## EXERCISE OBJECTIVE
Drop every image, then reproduce the data exactly as given.

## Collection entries
-*-

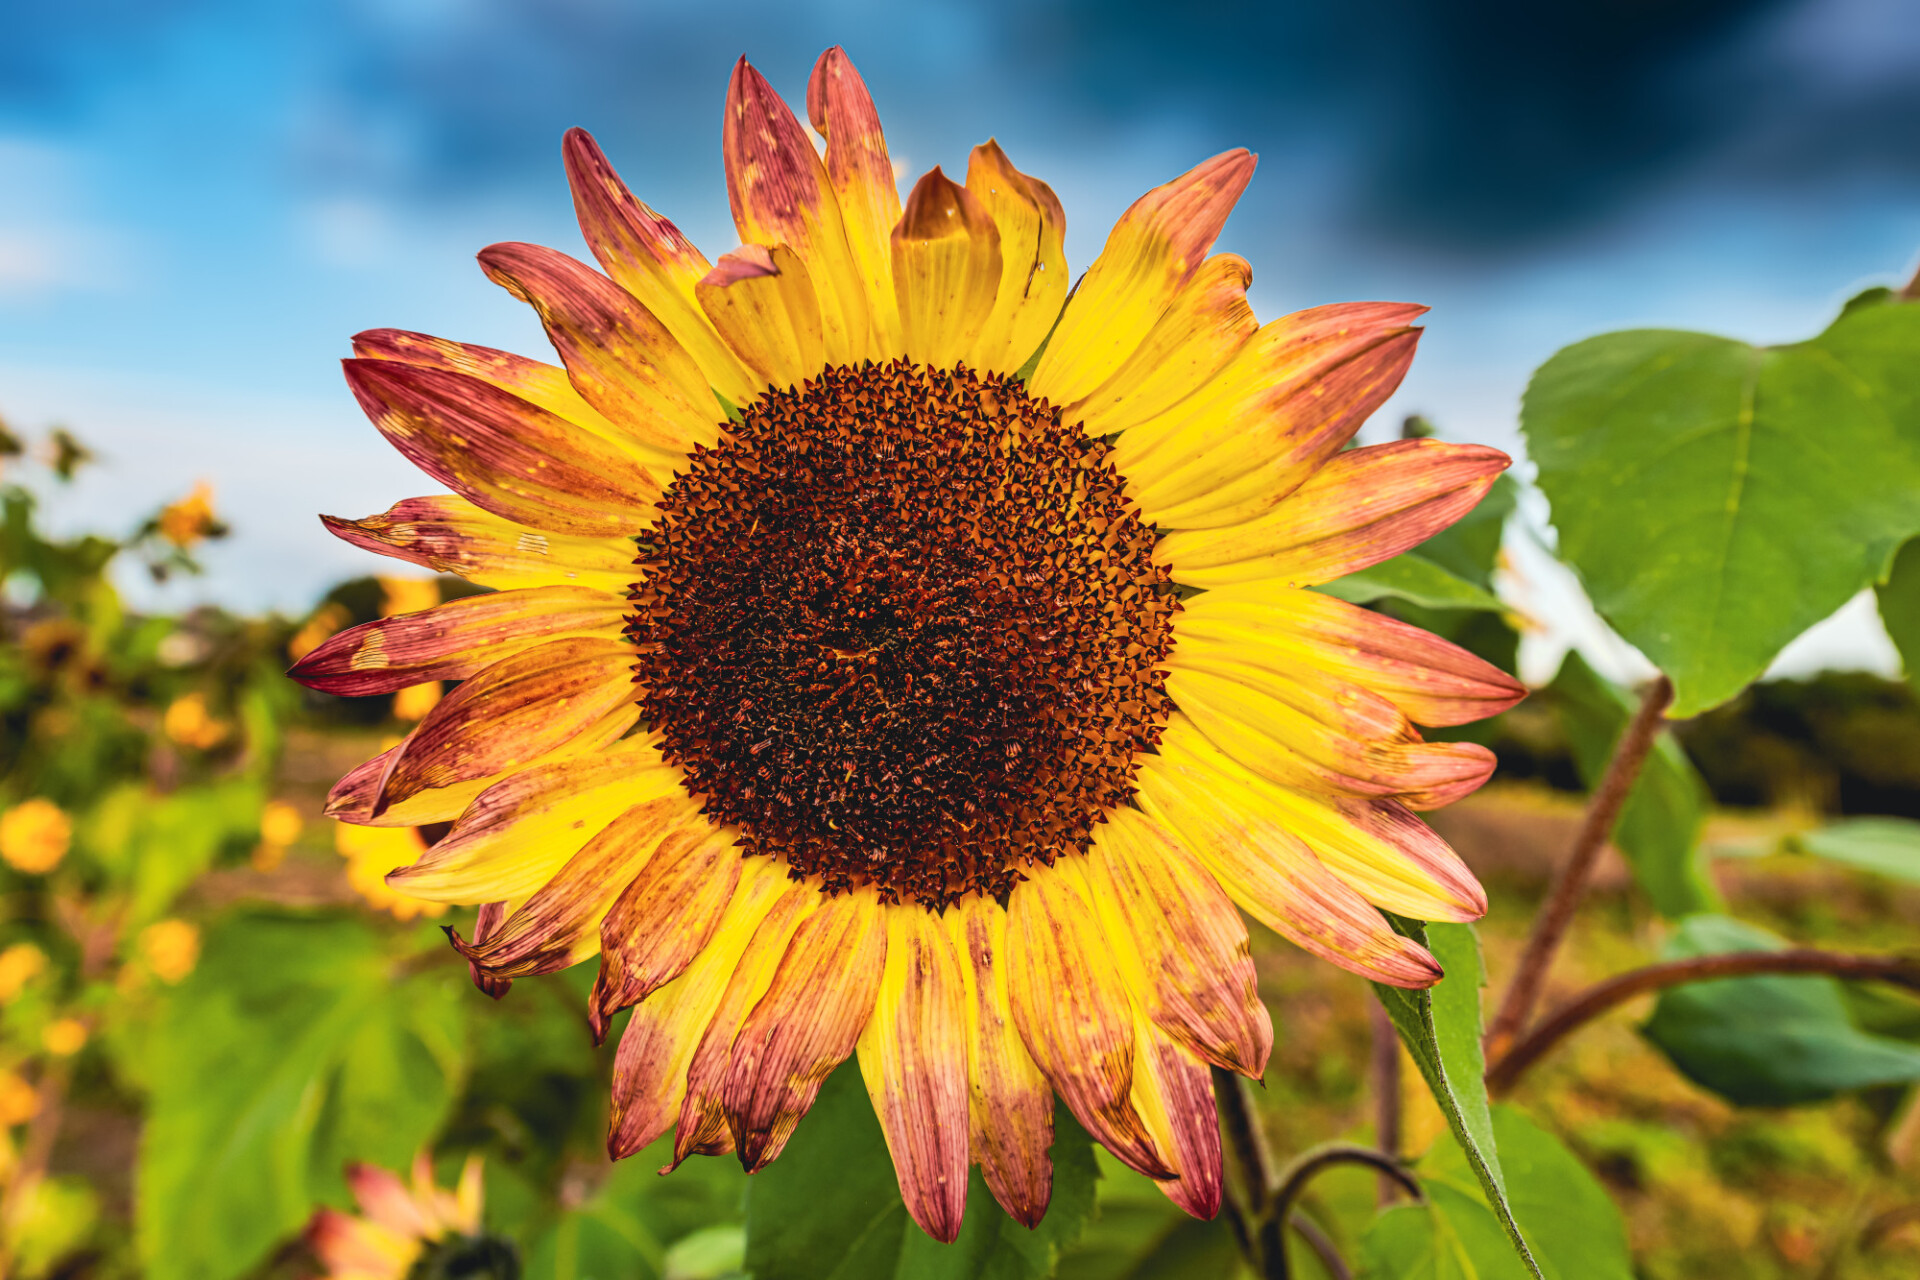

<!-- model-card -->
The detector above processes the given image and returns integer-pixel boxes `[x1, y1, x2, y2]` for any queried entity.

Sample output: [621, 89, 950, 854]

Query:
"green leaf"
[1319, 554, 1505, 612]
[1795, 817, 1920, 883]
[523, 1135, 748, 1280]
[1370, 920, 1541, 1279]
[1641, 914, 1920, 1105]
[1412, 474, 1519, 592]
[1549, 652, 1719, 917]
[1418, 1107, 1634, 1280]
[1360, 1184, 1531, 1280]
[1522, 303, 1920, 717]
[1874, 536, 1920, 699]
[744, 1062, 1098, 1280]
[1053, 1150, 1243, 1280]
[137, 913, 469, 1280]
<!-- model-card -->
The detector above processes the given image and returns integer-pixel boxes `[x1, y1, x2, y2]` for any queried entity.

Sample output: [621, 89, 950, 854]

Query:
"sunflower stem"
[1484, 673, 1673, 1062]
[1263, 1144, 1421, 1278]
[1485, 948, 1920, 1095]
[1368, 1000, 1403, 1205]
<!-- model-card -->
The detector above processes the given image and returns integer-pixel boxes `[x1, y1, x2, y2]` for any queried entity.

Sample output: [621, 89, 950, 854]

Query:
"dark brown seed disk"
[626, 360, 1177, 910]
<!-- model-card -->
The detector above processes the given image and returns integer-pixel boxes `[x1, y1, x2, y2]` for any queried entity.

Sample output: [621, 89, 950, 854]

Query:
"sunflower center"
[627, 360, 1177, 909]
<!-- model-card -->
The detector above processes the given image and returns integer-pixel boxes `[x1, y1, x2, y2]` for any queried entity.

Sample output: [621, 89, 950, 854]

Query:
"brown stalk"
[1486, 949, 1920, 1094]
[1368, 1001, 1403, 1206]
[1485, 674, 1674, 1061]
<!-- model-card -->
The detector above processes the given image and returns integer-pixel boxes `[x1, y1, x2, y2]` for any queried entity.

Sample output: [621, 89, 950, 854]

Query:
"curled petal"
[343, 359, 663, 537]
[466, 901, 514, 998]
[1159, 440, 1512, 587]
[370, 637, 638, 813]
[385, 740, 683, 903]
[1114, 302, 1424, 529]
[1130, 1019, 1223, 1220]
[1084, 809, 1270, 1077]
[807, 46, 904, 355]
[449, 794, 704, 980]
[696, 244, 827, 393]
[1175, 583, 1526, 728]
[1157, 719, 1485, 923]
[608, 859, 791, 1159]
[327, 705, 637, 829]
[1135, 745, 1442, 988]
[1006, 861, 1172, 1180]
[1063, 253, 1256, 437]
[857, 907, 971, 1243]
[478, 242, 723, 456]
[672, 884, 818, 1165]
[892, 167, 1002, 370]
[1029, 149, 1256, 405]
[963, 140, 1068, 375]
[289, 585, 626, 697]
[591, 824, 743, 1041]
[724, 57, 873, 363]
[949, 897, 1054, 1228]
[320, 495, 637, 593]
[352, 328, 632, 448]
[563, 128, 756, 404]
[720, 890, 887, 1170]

-*-

## TASK ANSWER
<!-- model-card -->
The detector above processes the given image and returns integer-pixel boxes `[x1, y1, x2, y2]` for any queried entity.

Sample output: [621, 89, 950, 854]

Query:
"green leaf"
[1319, 554, 1505, 612]
[1795, 817, 1920, 883]
[523, 1135, 748, 1280]
[1370, 920, 1541, 1279]
[1641, 914, 1920, 1105]
[1412, 474, 1519, 592]
[1549, 652, 1719, 917]
[1418, 1107, 1634, 1280]
[1360, 1184, 1531, 1280]
[1522, 303, 1920, 717]
[1874, 536, 1920, 699]
[744, 1062, 1098, 1280]
[1053, 1150, 1243, 1280]
[137, 913, 469, 1280]
<!-- model-card -->
The detector above processes the given image and returns integer-pixel boxes `[x1, y1, x2, y2]` for any queried entity.

Sample output: [621, 89, 950, 854]

Query:
"sunflower stem"
[1484, 673, 1673, 1062]
[1263, 1144, 1421, 1278]
[1485, 948, 1920, 1095]
[1368, 1000, 1403, 1205]
<!-- model-card -->
The detector above processes the given image and returns integer-pixel boxes `[x1, y1, x2, y2]` for any queried entity.

Sample output: [621, 89, 950, 854]

Query:
"dark brown seed disk"
[626, 360, 1177, 910]
<!-- model-card -->
The detector above processes the given image and returns integer-pixel boxes `[x1, y1, x2, y2]` for any queried entity.

Sample output: [621, 89, 950, 854]

Query:
"sunflower center"
[627, 360, 1177, 909]
<!-- model-card -->
The detector above processes the given image and returns integer-pixel boxes `[x1, y1, x2, y2]` for any queried entity.

Sample output: [621, 89, 950, 854]

Query:
"brown stalk"
[1486, 949, 1920, 1094]
[1368, 1001, 1403, 1206]
[1485, 674, 1674, 1061]
<!-- model-card -->
The detector above processes the given image and returns integer-pixel boxes `[x1, y1, x2, y2]` for any queried entity.

Sample output: [621, 89, 950, 854]

Query:
"curled petal"
[343, 359, 663, 537]
[466, 901, 514, 998]
[1159, 440, 1512, 587]
[370, 637, 638, 813]
[385, 740, 683, 903]
[1114, 302, 1424, 529]
[1130, 1019, 1223, 1220]
[1084, 809, 1270, 1077]
[807, 46, 904, 355]
[449, 794, 704, 980]
[696, 244, 827, 393]
[1175, 583, 1526, 728]
[1157, 719, 1485, 923]
[608, 859, 791, 1159]
[327, 705, 637, 829]
[1135, 745, 1442, 988]
[1006, 861, 1172, 1180]
[1063, 253, 1256, 437]
[857, 907, 971, 1243]
[478, 242, 723, 456]
[672, 884, 818, 1165]
[892, 167, 1002, 370]
[1029, 149, 1256, 405]
[963, 140, 1068, 375]
[289, 585, 626, 697]
[591, 824, 743, 1041]
[724, 57, 873, 363]
[949, 897, 1054, 1228]
[320, 495, 637, 593]
[352, 328, 632, 448]
[563, 128, 756, 404]
[720, 890, 887, 1170]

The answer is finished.